= Instructions to follow =
Determine the count of lines in the data below that include the word "gray", and give nothing besides it.

= Dataset entries =
((

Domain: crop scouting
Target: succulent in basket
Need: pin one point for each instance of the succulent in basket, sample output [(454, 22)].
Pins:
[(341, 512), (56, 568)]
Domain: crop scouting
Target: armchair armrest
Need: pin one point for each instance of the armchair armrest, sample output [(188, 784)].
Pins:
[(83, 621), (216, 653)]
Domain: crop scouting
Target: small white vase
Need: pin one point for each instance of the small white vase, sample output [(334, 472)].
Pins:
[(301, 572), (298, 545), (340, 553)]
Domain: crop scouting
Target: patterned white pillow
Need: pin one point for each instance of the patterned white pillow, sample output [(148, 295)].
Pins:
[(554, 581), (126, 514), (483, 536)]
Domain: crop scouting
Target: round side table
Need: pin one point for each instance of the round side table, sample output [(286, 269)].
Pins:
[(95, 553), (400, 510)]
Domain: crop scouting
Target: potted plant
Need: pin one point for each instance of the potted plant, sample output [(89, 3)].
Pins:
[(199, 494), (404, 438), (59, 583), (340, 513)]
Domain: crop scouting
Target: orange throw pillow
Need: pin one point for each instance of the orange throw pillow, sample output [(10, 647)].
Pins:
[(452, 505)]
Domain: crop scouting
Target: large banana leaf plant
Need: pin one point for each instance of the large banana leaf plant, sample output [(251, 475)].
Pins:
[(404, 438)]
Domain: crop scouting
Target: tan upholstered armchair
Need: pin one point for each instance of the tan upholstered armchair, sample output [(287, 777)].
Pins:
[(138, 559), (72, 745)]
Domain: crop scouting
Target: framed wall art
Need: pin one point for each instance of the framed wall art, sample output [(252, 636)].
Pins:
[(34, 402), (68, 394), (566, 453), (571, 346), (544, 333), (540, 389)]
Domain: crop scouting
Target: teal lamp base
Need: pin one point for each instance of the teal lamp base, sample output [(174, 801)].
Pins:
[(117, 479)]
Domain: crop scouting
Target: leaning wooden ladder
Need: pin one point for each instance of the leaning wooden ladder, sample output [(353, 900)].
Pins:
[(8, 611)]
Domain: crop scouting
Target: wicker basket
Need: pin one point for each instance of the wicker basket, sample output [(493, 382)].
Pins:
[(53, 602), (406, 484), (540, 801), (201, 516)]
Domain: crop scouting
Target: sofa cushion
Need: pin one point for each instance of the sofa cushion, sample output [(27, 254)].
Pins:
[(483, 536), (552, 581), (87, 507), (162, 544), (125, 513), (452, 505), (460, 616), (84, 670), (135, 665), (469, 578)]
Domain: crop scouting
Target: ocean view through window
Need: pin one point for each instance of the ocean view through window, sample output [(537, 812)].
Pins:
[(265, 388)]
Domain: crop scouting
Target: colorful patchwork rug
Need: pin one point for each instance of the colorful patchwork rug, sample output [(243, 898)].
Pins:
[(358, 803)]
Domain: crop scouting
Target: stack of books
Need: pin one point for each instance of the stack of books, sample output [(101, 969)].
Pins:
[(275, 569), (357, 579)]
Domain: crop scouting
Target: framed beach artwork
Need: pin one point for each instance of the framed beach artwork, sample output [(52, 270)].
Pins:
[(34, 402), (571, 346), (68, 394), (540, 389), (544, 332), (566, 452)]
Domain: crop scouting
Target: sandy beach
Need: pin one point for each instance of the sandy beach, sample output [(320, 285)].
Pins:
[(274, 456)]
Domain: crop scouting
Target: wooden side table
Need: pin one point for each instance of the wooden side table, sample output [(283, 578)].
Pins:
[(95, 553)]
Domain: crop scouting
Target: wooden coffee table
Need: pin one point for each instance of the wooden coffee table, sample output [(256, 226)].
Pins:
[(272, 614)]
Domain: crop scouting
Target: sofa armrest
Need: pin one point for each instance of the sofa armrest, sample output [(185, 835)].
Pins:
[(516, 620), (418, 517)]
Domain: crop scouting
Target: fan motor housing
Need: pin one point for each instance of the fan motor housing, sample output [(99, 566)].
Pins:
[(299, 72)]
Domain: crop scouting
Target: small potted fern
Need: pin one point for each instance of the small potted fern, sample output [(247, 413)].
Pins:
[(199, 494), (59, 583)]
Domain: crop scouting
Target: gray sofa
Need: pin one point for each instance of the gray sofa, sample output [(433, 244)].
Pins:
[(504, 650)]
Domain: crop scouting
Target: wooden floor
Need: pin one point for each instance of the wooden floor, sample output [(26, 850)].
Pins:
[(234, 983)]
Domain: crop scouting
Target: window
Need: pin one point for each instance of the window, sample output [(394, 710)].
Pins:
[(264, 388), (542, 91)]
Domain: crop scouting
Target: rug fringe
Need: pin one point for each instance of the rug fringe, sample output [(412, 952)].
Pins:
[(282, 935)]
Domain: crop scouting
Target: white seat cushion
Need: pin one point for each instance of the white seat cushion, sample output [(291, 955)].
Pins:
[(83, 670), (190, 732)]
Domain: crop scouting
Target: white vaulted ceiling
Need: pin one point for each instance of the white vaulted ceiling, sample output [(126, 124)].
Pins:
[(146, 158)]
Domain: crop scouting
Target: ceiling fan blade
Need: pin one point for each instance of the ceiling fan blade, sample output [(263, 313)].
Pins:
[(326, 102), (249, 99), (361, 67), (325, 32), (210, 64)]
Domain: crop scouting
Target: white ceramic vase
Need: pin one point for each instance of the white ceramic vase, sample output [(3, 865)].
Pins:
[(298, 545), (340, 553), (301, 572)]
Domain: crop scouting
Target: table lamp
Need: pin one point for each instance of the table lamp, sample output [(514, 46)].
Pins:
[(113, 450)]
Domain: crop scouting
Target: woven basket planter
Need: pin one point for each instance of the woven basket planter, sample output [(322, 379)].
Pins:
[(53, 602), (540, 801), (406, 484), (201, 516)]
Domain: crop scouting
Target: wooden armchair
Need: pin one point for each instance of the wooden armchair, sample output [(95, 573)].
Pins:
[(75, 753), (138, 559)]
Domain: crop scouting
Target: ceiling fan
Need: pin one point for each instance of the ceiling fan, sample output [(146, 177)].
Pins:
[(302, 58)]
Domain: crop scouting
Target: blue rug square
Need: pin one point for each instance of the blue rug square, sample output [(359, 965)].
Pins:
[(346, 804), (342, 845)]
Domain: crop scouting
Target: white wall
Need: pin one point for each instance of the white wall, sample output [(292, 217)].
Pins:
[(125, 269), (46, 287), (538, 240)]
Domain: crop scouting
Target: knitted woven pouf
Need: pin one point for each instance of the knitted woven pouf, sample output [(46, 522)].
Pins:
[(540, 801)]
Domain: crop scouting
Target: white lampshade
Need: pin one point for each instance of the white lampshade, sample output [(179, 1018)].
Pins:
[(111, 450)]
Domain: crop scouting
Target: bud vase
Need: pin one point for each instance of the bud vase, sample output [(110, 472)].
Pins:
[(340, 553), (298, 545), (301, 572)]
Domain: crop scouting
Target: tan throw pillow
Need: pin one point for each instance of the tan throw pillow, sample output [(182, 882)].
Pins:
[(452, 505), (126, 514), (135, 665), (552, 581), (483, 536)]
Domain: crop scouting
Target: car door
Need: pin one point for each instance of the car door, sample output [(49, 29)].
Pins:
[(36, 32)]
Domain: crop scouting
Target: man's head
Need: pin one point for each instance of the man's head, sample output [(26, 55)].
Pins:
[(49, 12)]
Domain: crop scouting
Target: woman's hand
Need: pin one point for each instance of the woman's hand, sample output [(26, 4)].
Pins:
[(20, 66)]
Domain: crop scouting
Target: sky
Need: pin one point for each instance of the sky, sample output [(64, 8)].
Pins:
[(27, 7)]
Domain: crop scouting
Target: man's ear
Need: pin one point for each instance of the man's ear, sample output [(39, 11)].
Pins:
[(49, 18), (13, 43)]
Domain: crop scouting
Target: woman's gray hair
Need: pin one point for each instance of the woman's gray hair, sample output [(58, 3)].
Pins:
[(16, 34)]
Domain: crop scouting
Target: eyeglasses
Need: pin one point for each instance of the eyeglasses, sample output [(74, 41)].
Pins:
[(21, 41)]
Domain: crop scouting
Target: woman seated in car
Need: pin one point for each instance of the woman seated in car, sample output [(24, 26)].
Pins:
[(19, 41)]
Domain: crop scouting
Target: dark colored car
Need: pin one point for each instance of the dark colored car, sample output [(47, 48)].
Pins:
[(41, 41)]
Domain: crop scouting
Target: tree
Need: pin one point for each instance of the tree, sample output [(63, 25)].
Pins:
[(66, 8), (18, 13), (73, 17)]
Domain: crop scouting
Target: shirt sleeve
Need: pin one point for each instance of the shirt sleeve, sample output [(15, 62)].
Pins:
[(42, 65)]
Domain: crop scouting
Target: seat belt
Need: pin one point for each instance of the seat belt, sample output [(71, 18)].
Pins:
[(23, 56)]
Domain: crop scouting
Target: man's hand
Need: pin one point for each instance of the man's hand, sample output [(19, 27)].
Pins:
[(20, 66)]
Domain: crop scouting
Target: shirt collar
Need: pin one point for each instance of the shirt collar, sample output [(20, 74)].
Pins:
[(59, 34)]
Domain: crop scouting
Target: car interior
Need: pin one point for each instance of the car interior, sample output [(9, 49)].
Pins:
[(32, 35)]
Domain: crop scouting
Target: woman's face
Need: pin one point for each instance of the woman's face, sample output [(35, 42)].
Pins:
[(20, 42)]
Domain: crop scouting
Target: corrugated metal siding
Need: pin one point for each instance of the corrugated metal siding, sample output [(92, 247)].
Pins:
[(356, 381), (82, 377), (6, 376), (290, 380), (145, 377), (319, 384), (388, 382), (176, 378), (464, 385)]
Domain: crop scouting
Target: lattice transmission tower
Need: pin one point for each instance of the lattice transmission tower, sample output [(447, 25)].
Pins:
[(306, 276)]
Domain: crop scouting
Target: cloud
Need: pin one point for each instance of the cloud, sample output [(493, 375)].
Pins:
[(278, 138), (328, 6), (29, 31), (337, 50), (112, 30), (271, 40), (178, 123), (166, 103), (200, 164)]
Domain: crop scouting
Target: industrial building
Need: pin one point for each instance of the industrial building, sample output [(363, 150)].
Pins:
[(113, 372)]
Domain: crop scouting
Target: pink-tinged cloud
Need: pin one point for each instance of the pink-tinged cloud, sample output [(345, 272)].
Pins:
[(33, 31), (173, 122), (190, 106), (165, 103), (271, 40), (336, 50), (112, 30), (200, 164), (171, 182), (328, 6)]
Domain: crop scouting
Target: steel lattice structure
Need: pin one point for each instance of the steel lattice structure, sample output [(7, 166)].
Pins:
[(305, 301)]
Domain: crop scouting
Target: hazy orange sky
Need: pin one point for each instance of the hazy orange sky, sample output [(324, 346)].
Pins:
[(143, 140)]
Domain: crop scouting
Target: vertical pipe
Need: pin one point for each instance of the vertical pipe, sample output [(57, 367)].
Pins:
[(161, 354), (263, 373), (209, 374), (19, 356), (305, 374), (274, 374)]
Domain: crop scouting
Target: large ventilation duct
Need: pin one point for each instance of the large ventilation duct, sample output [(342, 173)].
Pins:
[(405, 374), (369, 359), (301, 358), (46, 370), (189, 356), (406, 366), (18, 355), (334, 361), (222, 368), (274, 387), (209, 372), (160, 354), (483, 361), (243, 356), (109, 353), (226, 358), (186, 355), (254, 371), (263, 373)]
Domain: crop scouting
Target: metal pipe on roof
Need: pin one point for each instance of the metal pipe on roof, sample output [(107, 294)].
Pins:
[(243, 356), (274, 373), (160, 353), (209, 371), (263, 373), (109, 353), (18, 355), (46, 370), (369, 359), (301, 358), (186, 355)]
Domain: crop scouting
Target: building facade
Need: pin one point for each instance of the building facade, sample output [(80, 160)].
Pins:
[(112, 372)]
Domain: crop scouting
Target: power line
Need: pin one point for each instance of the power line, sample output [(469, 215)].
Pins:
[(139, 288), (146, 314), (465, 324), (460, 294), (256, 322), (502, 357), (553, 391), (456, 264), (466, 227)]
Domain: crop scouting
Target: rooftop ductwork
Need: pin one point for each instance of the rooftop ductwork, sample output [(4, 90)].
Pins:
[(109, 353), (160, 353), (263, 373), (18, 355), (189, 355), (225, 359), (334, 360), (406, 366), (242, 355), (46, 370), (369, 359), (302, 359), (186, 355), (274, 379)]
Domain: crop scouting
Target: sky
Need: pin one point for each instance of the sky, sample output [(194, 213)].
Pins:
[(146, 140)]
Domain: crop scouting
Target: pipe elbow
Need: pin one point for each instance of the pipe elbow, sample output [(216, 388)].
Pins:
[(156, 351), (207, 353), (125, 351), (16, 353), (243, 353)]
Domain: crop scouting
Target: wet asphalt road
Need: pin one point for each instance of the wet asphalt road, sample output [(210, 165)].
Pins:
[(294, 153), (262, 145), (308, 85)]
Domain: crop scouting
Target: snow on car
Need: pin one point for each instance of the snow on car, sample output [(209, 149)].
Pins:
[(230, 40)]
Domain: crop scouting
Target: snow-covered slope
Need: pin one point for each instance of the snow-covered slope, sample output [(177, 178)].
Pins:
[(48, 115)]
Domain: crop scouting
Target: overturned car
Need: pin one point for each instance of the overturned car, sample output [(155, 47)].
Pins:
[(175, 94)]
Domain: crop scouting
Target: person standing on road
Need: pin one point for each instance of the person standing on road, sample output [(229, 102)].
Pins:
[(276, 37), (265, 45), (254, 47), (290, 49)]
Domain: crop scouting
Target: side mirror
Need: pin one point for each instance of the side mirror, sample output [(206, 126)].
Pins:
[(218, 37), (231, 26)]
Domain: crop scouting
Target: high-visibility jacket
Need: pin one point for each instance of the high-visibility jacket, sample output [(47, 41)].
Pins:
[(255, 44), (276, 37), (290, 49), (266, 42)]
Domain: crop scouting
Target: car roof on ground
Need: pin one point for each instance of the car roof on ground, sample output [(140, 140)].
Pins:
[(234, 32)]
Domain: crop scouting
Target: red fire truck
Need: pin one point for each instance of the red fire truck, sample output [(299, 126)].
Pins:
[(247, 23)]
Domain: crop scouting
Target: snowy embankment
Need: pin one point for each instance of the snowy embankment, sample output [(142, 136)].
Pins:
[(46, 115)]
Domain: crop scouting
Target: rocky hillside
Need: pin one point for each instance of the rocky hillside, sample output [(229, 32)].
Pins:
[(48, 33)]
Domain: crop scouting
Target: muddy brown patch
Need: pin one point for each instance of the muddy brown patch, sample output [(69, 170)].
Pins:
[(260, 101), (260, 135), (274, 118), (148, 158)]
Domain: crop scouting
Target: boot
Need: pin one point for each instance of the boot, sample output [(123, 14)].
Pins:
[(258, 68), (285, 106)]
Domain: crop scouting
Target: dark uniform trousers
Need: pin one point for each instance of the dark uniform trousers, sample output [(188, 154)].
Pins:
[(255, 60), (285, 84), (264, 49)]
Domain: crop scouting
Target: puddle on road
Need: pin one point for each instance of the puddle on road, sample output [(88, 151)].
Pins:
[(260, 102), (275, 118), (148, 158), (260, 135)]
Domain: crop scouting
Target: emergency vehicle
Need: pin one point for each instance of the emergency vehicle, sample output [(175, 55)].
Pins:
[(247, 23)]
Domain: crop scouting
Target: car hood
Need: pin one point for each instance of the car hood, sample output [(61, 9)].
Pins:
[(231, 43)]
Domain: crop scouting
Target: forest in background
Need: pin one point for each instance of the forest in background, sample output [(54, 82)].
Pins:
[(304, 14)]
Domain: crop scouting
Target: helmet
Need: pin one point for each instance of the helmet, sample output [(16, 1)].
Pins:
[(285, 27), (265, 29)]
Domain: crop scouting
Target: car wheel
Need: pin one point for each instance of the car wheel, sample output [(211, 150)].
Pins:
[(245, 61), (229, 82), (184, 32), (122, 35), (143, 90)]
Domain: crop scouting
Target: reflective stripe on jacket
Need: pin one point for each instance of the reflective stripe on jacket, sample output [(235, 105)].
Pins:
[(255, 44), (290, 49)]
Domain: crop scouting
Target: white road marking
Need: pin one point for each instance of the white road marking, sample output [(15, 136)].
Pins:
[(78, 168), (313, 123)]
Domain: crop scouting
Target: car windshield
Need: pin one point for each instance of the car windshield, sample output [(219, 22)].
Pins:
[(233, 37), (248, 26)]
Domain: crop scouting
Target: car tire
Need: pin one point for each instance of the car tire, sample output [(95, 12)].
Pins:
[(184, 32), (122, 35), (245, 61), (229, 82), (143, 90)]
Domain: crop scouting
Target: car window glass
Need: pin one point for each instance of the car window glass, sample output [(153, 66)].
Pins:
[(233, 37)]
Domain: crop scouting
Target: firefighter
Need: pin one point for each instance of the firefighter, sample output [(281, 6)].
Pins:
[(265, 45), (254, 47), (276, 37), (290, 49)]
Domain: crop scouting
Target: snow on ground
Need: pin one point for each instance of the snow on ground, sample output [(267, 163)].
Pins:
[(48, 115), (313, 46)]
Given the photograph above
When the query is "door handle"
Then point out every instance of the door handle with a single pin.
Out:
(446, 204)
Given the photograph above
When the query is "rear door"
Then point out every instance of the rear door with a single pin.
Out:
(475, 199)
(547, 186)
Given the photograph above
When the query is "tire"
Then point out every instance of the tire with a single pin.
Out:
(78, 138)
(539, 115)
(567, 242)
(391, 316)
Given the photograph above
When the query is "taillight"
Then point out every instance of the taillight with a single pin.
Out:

))

= Output of the exercise =
4